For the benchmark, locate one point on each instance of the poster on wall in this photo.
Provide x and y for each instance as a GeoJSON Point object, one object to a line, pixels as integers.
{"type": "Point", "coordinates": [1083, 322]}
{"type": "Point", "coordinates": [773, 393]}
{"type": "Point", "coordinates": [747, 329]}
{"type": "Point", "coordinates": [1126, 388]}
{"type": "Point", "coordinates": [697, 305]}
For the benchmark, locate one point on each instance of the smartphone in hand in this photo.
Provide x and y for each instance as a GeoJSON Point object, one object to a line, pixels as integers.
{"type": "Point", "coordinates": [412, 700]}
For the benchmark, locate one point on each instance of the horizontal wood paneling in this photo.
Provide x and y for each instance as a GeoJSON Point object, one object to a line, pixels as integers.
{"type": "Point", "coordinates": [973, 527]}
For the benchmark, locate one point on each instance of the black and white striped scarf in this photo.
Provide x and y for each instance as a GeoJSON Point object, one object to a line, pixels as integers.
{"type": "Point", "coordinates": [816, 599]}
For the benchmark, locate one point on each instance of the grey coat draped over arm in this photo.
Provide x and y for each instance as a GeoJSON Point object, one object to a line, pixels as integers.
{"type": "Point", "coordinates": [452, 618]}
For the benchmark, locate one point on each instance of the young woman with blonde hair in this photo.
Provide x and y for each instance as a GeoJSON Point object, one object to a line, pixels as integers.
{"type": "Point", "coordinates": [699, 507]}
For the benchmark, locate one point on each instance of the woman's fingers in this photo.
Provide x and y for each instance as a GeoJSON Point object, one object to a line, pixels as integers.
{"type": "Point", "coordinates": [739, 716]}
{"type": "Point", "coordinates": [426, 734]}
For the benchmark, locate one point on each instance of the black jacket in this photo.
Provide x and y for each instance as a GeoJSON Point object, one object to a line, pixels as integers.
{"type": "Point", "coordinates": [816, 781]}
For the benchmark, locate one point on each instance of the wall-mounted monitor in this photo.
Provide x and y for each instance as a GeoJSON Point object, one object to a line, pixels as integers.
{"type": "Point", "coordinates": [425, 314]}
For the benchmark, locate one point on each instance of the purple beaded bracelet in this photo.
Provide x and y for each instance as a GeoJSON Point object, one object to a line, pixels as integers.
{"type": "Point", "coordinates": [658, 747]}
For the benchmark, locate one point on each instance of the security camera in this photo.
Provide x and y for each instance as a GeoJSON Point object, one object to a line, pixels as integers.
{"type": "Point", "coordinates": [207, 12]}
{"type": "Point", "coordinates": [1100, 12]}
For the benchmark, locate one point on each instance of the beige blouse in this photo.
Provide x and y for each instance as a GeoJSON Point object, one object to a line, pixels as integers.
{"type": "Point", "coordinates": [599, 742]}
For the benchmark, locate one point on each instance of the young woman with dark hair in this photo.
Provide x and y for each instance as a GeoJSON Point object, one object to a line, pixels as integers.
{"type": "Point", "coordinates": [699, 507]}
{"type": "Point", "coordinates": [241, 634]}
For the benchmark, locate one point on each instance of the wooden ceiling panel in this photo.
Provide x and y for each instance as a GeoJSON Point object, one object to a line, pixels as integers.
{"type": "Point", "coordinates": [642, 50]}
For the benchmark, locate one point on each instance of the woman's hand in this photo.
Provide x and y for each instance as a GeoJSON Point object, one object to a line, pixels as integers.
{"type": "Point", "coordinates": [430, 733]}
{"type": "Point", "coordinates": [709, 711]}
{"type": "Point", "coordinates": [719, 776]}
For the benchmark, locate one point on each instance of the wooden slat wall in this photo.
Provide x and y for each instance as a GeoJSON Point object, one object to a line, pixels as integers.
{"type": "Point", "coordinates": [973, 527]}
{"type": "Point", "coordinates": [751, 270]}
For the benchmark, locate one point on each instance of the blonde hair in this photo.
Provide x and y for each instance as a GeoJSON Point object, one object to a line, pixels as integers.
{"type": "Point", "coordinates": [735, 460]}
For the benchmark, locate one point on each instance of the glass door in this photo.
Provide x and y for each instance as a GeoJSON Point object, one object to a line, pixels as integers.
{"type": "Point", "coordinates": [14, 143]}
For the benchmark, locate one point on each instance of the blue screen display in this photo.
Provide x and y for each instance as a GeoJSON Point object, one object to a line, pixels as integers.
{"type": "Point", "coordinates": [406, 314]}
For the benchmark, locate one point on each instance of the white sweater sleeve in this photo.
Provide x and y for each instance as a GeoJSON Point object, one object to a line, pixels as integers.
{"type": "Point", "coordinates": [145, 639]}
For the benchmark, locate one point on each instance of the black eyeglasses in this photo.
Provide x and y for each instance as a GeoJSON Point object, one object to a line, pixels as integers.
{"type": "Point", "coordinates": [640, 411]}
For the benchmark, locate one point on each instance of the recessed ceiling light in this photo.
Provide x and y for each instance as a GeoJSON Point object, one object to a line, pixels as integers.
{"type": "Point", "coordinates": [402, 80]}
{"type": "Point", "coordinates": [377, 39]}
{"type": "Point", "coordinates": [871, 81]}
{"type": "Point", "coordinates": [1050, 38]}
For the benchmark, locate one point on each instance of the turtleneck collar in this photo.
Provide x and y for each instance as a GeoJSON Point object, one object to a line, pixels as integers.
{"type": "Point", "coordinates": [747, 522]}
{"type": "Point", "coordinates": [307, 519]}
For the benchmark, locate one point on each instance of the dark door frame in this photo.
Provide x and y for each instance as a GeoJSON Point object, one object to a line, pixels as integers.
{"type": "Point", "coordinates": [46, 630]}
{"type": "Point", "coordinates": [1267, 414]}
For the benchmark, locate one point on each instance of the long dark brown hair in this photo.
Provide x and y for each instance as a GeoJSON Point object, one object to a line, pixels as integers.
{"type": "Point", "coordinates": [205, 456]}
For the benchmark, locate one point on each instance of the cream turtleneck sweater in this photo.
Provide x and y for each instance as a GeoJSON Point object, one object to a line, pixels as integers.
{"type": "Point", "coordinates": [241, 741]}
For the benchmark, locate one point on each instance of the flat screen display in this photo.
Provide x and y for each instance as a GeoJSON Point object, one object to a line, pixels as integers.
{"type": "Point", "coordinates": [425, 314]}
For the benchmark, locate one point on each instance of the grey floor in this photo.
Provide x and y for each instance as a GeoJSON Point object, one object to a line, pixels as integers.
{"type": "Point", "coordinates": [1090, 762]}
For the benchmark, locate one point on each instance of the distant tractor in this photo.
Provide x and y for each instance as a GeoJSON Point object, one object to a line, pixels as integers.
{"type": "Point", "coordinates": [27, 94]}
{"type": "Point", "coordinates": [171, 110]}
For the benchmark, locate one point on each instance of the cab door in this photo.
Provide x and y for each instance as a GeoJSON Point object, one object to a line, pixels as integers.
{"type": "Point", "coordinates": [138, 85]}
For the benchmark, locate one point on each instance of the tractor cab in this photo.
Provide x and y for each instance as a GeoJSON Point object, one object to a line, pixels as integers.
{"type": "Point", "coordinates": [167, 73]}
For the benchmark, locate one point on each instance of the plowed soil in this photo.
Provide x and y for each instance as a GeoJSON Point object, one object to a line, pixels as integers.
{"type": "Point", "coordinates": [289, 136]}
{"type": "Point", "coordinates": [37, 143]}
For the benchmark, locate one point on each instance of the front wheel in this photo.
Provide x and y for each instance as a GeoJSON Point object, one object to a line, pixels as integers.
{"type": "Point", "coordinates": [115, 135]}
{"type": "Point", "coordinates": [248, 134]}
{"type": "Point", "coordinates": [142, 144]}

********************

== The exercise ==
Reproduce the final stretch of the data above: every line from the one holding "cab door in this photo." through the end, inclusive, exactly as written and nothing else.

== Exercise result ==
For the benchmark, locate one point on each instance of the cab door in this photo.
Provide x and y for each instance as a GeoJSON Point object, one object to a line, pixels as integers.
{"type": "Point", "coordinates": [138, 85]}
For the benchmark, locate one point on each instance of the tractor cab in this photo.
Provide x and y for each instance as a GeoJSON Point object, one object to a line, pixels as integers.
{"type": "Point", "coordinates": [167, 73]}
For the benchmark, locate one point on each instance of the plowed soil in this photo.
Provide x and y for each instance as a GeoJSON Point object, one object to a line, pixels as integers.
{"type": "Point", "coordinates": [289, 136]}
{"type": "Point", "coordinates": [37, 143]}
For the benchmark, locate one point on each instance of the front wheel in this photo.
Provide x and y for each instance as a GeoJSON Point object, one object to a line, pixels as integers.
{"type": "Point", "coordinates": [115, 135]}
{"type": "Point", "coordinates": [248, 134]}
{"type": "Point", "coordinates": [142, 144]}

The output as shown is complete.